WHAT THIS TASK INVOLVES: Each record that follows must be given again without alteration.

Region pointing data
● ● ●

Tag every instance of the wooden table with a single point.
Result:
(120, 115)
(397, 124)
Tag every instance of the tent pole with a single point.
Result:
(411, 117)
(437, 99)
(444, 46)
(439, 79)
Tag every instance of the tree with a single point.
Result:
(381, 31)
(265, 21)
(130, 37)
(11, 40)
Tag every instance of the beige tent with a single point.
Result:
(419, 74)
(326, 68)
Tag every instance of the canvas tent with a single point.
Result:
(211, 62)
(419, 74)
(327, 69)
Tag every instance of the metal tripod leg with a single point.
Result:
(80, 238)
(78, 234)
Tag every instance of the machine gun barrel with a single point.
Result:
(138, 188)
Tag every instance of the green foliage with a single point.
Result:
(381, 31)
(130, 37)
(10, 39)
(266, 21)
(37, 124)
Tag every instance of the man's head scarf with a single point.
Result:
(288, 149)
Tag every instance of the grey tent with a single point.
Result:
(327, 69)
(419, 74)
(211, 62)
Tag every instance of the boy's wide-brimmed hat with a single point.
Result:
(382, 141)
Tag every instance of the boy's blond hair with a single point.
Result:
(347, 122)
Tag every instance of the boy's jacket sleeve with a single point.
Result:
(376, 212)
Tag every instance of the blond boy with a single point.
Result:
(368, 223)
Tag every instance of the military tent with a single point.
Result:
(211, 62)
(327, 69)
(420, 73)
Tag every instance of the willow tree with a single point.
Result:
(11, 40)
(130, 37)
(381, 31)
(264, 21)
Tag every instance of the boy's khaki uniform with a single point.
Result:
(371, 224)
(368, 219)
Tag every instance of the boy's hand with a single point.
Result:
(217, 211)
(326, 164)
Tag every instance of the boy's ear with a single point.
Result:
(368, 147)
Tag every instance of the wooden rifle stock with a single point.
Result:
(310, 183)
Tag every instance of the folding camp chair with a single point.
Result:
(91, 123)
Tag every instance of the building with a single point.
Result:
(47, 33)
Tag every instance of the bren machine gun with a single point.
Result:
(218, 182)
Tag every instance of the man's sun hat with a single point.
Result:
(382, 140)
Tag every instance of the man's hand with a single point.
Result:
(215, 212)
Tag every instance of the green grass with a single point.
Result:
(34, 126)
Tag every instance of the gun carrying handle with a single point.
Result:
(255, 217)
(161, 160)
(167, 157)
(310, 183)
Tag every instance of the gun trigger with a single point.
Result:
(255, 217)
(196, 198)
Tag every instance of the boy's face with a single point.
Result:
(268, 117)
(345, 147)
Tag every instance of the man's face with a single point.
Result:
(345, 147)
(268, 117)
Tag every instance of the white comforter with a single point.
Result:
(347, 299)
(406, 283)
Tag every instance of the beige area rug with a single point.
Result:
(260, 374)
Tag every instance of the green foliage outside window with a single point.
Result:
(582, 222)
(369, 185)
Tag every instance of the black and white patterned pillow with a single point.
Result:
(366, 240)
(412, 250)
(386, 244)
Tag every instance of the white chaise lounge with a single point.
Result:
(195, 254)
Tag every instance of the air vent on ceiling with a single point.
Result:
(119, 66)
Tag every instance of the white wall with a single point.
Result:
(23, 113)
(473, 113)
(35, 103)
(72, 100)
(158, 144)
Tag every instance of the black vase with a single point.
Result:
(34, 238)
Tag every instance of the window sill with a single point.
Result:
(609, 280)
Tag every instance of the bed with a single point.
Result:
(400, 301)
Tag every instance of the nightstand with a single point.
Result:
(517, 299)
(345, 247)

● ● ●

OUTPUT FOR THIS TASK:
Tag every instance of the wooden table with a single point.
Result:
(120, 115)
(397, 124)
Tag every instance of the tent pole with a single point.
Result:
(411, 117)
(437, 99)
(444, 46)
(439, 79)
Tag every instance of the tree with a single point.
Result:
(381, 31)
(265, 21)
(130, 37)
(11, 40)
Tag every instance of the beige tent with a single point.
Result:
(419, 74)
(326, 68)
Tag every instance of the canvas tent with a single point.
Result:
(211, 62)
(419, 74)
(327, 69)
Tag every instance of the metal tripod leg with a single point.
Result:
(80, 238)
(78, 234)
Tag every instance of the machine gun barrel with a single point.
Result:
(138, 188)
Tag every instance of the green foliage with a single point.
Result:
(381, 31)
(130, 37)
(10, 39)
(266, 21)
(37, 124)
Tag every instance of the man's head scarf with a single point.
Result:
(288, 149)
Tag every instance of the grey tent with a single point.
Result:
(327, 69)
(419, 74)
(211, 62)
Tag every instance of the boy's wide-brimmed hat with a single point.
Result:
(382, 141)
Tag every instance of the boy's blond hair with a single point.
Result:
(347, 122)
Tag every instance of the boy's jacket sleeve with a single point.
Result:
(376, 212)
Tag every instance of the blond boy with a single point.
Result:
(368, 223)
Tag every instance of the military tent with a single point.
Result:
(211, 62)
(327, 69)
(420, 73)
Tag every instance of the willow tree with a single point.
Result:
(11, 40)
(130, 37)
(381, 31)
(264, 21)
Tag every instance of the boy's khaki uniform with a single point.
Result:
(371, 224)
(368, 219)
Tag every instance of the boy's hand with a single point.
Result:
(217, 211)
(326, 164)
Tag every instance of the boy's ear with a single point.
Result:
(368, 147)
Tag every instance of the wooden rifle stock with a single point.
Result:
(310, 183)
Tag every instance of the folding camp chair with a single point.
Result:
(91, 123)
Tag every instance of the building with a single point.
Result:
(47, 33)
Tag every instance of the bren machine gun with a single point.
Result:
(218, 182)
Tag every instance of the man's sun hat with a single point.
Result:
(382, 140)
Tag every instance of the man's hand with a single point.
Result:
(215, 212)
Tag every instance of the green grass with a single point.
Result:
(34, 126)
Tag every instance of the gun carrying handle with a single point.
Result:
(255, 217)
(161, 160)
(167, 157)
(310, 183)
Tag every instance of the gun trigger with a single point.
Result:
(255, 217)
(196, 198)
Tag every instance of the boy's face with a single point.
Result:
(268, 117)
(345, 147)
Tag every instance of the man's face with a single point.
Result:
(345, 147)
(268, 117)
Tag every instance of the white comforter with a single point.
Result:
(347, 299)
(406, 283)
Tag every instance of the beige area rug with a single point.
Result:
(260, 374)
Tag every instance of the green foliage outside window with a single point.
Result:
(582, 222)
(369, 185)
Tag every instance of the black and white patterned pillow with a single point.
Result:
(366, 240)
(412, 250)
(386, 244)
Tag every instance of the white chaise lounge with a single point.
Result:
(195, 254)
Tag every instance of the air vent on ceiling with a single point.
Result:
(119, 66)
Tag every instance of the white wall with a single point.
Result:
(23, 113)
(473, 113)
(35, 103)
(72, 100)
(158, 144)
Tag every instance of the black vase with a single point.
Result:
(34, 238)
Tag every instance of the window sill with a single point.
Result:
(609, 280)
Tag every instance of the bed with a single point.
Result:
(400, 301)
Tag every instance of the nightstand with a single point.
Result:
(517, 299)
(345, 247)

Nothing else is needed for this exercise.